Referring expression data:
__________

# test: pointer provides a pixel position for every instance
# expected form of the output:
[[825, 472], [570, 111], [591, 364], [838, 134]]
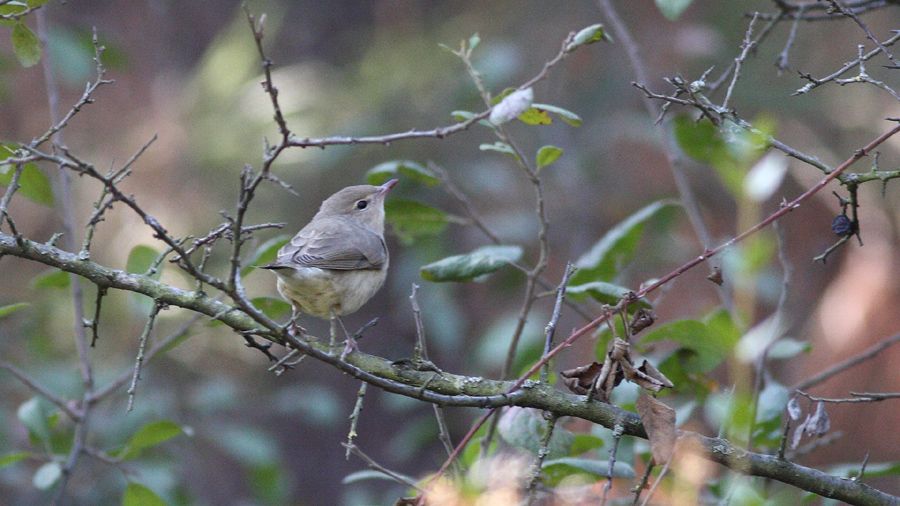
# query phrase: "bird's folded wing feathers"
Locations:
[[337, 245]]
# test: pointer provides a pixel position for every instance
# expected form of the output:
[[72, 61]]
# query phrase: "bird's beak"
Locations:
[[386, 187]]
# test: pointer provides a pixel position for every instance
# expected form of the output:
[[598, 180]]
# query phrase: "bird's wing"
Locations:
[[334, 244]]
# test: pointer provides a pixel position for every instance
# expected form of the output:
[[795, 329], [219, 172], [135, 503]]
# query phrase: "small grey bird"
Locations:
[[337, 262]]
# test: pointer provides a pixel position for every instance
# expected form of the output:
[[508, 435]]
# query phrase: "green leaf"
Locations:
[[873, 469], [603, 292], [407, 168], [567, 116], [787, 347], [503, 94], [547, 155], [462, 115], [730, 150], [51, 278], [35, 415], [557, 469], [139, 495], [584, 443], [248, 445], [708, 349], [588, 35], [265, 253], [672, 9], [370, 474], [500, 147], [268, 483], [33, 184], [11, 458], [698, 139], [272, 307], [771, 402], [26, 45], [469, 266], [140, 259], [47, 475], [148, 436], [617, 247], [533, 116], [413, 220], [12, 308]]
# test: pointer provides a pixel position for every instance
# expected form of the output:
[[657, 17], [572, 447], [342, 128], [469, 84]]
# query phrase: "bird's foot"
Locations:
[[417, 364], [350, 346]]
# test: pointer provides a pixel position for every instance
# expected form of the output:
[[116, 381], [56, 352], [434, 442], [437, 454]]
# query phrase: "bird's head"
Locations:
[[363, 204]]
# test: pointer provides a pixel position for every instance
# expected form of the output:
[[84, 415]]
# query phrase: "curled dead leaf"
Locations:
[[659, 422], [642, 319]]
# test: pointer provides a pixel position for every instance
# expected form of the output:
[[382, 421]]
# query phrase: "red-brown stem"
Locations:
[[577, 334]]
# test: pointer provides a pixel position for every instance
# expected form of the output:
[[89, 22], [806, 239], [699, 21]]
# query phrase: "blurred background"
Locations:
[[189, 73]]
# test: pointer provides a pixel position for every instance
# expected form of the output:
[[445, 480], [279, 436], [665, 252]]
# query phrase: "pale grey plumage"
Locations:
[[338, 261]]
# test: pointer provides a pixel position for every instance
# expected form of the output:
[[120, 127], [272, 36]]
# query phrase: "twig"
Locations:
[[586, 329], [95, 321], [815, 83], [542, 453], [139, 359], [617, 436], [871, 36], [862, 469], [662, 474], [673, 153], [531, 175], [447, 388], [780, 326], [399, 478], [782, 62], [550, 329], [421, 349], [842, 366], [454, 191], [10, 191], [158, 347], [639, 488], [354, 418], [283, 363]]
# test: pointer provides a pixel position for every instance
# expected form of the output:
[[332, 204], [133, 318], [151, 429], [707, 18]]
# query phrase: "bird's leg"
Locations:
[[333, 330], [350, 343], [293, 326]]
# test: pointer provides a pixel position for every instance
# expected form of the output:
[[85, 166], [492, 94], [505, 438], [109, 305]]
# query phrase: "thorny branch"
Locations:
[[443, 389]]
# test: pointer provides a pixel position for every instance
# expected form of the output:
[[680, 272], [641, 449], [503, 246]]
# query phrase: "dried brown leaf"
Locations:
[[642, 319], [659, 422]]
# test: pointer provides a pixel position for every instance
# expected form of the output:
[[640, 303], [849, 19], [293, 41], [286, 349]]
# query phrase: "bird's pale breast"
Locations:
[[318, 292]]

__________

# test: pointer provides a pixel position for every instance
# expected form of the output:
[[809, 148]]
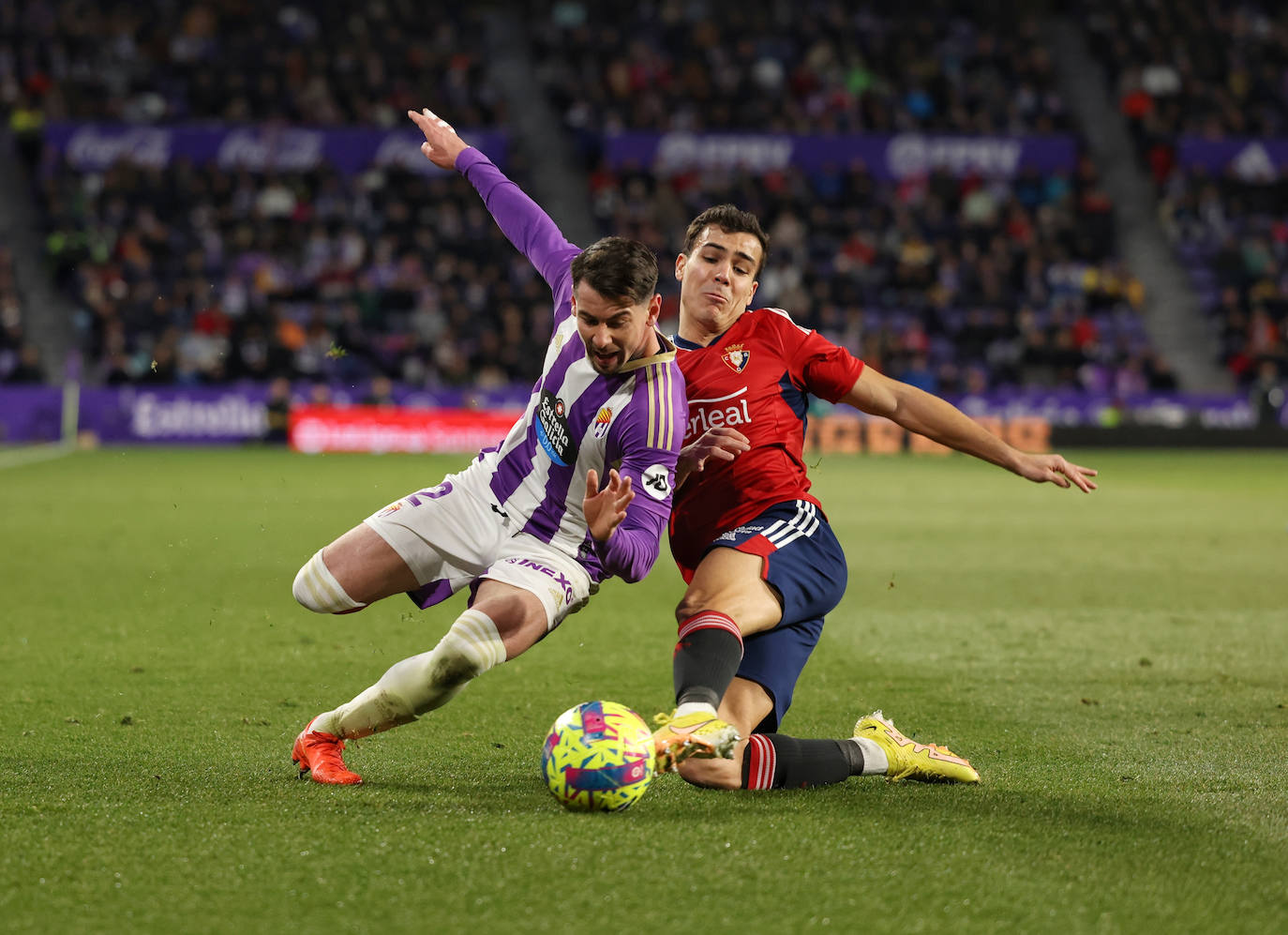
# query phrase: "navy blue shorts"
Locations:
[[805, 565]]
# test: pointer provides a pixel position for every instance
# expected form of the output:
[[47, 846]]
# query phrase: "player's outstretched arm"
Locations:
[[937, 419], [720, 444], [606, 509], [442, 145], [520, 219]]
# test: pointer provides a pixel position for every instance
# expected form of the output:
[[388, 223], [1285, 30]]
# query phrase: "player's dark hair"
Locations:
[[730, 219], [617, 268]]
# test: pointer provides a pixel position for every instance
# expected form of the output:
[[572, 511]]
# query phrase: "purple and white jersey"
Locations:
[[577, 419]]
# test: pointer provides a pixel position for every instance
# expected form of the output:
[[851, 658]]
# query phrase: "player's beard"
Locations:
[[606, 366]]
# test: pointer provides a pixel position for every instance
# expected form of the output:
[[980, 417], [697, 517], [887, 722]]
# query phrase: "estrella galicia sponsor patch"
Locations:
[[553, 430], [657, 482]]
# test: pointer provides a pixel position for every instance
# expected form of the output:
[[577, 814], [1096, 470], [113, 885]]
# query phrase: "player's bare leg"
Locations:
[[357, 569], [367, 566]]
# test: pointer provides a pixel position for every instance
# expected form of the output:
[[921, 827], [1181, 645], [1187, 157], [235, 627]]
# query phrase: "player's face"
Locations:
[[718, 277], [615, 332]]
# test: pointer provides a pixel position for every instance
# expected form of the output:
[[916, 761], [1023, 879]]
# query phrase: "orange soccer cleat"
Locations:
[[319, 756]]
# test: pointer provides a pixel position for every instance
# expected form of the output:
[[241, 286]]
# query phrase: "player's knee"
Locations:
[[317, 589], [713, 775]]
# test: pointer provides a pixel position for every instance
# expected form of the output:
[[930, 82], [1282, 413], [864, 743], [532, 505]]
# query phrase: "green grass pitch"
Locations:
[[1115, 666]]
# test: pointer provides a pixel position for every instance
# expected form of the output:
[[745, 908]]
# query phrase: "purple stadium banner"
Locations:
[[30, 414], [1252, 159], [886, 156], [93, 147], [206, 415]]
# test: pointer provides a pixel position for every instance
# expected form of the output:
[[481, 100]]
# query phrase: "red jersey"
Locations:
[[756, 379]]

__________

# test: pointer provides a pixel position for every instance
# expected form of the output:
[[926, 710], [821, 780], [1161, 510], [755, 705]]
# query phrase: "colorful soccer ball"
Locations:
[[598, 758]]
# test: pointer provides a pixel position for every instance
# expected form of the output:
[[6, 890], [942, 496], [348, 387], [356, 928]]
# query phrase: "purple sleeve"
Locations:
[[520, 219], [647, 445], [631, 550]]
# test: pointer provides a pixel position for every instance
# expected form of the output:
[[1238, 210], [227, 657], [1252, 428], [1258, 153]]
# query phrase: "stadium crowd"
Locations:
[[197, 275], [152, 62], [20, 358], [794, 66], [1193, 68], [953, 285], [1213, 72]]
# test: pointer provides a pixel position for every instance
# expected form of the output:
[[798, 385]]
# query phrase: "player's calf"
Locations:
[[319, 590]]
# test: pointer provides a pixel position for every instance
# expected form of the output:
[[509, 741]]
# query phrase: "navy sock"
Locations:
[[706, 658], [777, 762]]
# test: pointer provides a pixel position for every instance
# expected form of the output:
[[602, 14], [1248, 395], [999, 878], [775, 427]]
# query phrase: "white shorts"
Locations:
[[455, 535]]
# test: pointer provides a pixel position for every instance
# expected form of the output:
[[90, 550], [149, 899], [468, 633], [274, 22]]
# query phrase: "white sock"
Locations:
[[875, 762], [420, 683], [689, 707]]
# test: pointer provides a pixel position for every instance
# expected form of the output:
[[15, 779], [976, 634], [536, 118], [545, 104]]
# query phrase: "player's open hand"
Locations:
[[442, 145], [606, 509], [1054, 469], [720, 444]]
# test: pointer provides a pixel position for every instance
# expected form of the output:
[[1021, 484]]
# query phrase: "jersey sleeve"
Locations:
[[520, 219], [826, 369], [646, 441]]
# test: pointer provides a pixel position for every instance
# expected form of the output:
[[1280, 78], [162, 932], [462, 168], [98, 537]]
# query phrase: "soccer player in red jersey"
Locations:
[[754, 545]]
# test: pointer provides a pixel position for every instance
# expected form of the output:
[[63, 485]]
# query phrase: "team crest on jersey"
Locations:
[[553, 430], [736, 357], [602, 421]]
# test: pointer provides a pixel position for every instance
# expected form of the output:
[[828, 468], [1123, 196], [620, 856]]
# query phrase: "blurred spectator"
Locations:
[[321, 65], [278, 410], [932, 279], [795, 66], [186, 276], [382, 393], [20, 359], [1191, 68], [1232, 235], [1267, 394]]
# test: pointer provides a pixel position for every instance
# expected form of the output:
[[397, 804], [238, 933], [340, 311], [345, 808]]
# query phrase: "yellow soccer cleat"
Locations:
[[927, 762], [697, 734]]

__________

Look over the data above and show each line that contains "navy".

* [Written answer]:
# query phrase: "navy blue shorts"
# query phrase: "navy sock"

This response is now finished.